══ Records for processing ══

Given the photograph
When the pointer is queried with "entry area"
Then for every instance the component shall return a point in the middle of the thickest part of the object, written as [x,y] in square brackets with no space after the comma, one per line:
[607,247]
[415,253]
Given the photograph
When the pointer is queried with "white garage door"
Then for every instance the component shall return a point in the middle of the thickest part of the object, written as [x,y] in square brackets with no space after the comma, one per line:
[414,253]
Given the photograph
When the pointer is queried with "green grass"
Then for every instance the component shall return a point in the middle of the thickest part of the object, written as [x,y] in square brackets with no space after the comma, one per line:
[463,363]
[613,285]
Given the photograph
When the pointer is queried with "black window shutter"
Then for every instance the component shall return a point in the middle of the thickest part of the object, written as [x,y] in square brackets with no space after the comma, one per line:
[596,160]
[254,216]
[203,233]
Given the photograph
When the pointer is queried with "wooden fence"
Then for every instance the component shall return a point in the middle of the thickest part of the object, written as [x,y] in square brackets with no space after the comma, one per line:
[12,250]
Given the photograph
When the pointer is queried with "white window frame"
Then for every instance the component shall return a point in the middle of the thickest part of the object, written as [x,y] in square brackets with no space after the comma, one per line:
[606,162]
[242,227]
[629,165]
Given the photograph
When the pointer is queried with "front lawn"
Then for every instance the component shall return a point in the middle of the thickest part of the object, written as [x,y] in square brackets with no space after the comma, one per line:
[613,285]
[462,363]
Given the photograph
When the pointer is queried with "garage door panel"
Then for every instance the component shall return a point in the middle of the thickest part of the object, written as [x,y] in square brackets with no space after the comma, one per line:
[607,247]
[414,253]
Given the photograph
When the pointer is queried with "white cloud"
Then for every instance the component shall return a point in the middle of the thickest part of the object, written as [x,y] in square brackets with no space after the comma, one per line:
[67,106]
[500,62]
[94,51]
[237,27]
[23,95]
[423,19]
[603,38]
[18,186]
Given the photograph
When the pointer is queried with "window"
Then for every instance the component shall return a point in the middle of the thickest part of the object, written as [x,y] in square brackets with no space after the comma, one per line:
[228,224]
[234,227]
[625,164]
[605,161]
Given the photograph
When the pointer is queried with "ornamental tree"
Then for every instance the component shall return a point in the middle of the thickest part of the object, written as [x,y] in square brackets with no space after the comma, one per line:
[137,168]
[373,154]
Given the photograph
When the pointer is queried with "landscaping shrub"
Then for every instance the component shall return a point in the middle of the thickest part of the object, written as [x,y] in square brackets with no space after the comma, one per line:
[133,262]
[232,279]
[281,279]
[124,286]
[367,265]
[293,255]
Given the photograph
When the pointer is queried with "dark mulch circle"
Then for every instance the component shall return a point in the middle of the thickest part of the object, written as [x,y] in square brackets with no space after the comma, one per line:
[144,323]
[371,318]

═══

Give the number of lines in the listing that contain the word "garage", leaving out all other words.

2